* **Instructions to follow**
Rewrite all the records below as a numbered list, leaving out any blank lines.
::::
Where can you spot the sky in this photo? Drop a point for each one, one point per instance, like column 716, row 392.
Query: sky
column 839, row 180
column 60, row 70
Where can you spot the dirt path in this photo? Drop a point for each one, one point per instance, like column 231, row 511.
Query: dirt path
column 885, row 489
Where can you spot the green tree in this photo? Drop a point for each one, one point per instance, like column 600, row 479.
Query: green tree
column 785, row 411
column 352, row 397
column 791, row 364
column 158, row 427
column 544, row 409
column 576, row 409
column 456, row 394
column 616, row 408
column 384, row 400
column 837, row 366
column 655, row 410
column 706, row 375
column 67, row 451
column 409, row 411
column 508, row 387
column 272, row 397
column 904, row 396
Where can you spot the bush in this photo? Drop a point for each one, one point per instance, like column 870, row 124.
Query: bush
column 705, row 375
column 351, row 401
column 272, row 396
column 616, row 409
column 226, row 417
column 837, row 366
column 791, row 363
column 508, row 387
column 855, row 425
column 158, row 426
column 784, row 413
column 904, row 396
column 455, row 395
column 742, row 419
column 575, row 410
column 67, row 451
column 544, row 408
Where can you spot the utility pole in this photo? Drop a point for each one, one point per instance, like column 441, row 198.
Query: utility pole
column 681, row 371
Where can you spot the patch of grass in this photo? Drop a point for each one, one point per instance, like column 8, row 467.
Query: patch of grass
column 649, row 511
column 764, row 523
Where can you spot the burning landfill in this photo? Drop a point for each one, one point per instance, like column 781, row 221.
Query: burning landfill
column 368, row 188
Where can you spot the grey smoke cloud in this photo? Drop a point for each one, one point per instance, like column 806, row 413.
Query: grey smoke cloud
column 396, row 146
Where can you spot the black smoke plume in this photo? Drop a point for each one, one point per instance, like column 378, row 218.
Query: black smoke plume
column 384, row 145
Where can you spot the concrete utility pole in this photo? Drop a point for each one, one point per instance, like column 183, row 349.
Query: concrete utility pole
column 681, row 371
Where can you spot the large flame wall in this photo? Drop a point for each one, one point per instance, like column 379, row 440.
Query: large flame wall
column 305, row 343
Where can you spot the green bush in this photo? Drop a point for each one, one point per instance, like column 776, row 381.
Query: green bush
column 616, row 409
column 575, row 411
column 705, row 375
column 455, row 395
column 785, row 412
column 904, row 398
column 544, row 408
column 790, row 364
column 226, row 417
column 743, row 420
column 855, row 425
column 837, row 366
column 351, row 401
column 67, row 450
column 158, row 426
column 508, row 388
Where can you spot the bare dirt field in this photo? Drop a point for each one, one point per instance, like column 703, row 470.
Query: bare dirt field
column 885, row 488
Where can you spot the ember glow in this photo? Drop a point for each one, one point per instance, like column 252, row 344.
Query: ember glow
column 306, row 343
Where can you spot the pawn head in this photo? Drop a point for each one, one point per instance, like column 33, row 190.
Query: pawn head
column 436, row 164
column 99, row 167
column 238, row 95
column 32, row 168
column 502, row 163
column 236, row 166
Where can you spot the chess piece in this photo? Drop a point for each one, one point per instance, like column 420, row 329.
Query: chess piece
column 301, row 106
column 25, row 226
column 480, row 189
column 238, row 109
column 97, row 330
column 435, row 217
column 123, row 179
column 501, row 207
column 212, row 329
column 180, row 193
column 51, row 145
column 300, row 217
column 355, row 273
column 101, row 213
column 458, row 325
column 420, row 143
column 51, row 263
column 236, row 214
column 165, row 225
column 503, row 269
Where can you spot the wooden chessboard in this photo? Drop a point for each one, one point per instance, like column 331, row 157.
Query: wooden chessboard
::::
* **Exercise output**
1. Where can you spot the sky in this photo? Drop a point for each one, one point per instance, like column 716, row 392.
2. Query: sky
3. column 839, row 180
4. column 60, row 70
5. Where can you spot the dirt path in this photo? Drop a point for each one, one point per instance, like column 231, row 511.
6. Query: dirt path
7. column 885, row 489
8. Where can you spot the green tree in this photo? Drop a point for each one, one point per instance, like column 600, row 479.
9. Query: green tree
10. column 785, row 411
11. column 352, row 397
12. column 791, row 364
13. column 158, row 427
14. column 544, row 409
15. column 576, row 409
16. column 456, row 394
17. column 616, row 408
18. column 384, row 400
19. column 837, row 366
20. column 655, row 410
21. column 706, row 375
22. column 67, row 451
23. column 409, row 411
24. column 508, row 387
25. column 272, row 397
26. column 904, row 396
27. Where can you spot the bush in this photo? Drop a point for each one, one point per instance, like column 870, row 124.
28. Query: bush
29. column 705, row 375
30. column 351, row 401
31. column 272, row 396
32. column 616, row 409
33. column 226, row 417
34. column 837, row 366
35. column 791, row 363
36. column 508, row 387
37. column 855, row 425
38. column 158, row 426
39. column 784, row 413
40. column 904, row 396
41. column 455, row 395
42. column 742, row 419
43. column 575, row 410
44. column 67, row 451
45. column 544, row 408
46. Where can you spot the utility pole in this photo? Drop a point for each one, one point per instance, like column 441, row 198.
47. Query: utility pole
48. column 681, row 371
49. Where can you spot the patch of grass in this photo? Drop a point for each one, one point per instance, like column 8, row 467.
50. Query: patch of grass
51. column 649, row 511
52. column 764, row 523
53. Where can you spot the burning landfill in this photo? Drop a point for each one, one point per instance, like column 781, row 221.
54. Query: burning landfill
55. column 368, row 188
56. Where can you spot the grey smoke cloud in this photo? Drop a point for each one, one point per instance, like column 806, row 413.
57. Query: grey smoke cloud
58. column 396, row 146
59. Where can you spot the black smoke plume in this photo? Drop a point for each one, one point per instance, like column 378, row 218.
60. Query: black smoke plume
61. column 384, row 145
62. Where can you spot the concrete utility pole in this photo? Drop a point for each one, one point per instance, like column 183, row 349.
63. Query: concrete utility pole
64. column 681, row 371
65. Where can you spot the large flame wall in this photo? Drop a point for each one, one point per instance, like column 379, row 440.
66. Query: large flame wall
67. column 305, row 343
68. Where can you spot the green bush in this photo? Drop a point for each one, one point per instance, like column 776, row 381.
69. Query: green bush
70. column 616, row 409
71. column 575, row 411
72. column 705, row 375
73. column 455, row 395
74. column 785, row 412
75. column 904, row 398
76. column 544, row 408
77. column 790, row 364
78. column 226, row 417
79. column 743, row 420
80. column 855, row 425
81. column 837, row 366
82. column 351, row 401
83. column 67, row 450
84. column 158, row 426
85. column 508, row 388
86. Where can you spot the bare dirt field in this photo? Drop a point for each one, one point per instance, like column 703, row 470.
87. Query: bare dirt field
88. column 885, row 488
89. Where can you spot the ember glow in this photo? Drop a point for each one, one point per instance, like column 252, row 344.
90. Query: ember glow
91. column 306, row 343
92. Where can you spot the pawn head in this photo? Drop a point for each one, one point per instance, like column 33, row 190.
93. Query: pawn head
94. column 436, row 164
95. column 99, row 167
96. column 238, row 95
97. column 32, row 168
98. column 502, row 163
99. column 236, row 166
100. Where can you spot the chess piece in this photo? Drop a point for each one, one point per instance, like column 420, row 329.
101. Query: chess piece
102. column 301, row 106
103. column 25, row 226
104. column 480, row 189
105. column 238, row 109
106. column 97, row 330
107. column 435, row 217
108. column 123, row 179
109. column 501, row 207
110. column 212, row 329
111. column 180, row 193
112. column 51, row 145
113. column 300, row 217
114. column 355, row 273
115. column 101, row 213
116. column 458, row 325
117. column 420, row 143
118. column 51, row 263
119. column 236, row 214
120. column 165, row 225
121. column 503, row 269
122. Where can you spot the wooden chessboard in this photo? Drop a point for each one, one point per instance, like column 331, row 157.
123. Query: wooden chessboard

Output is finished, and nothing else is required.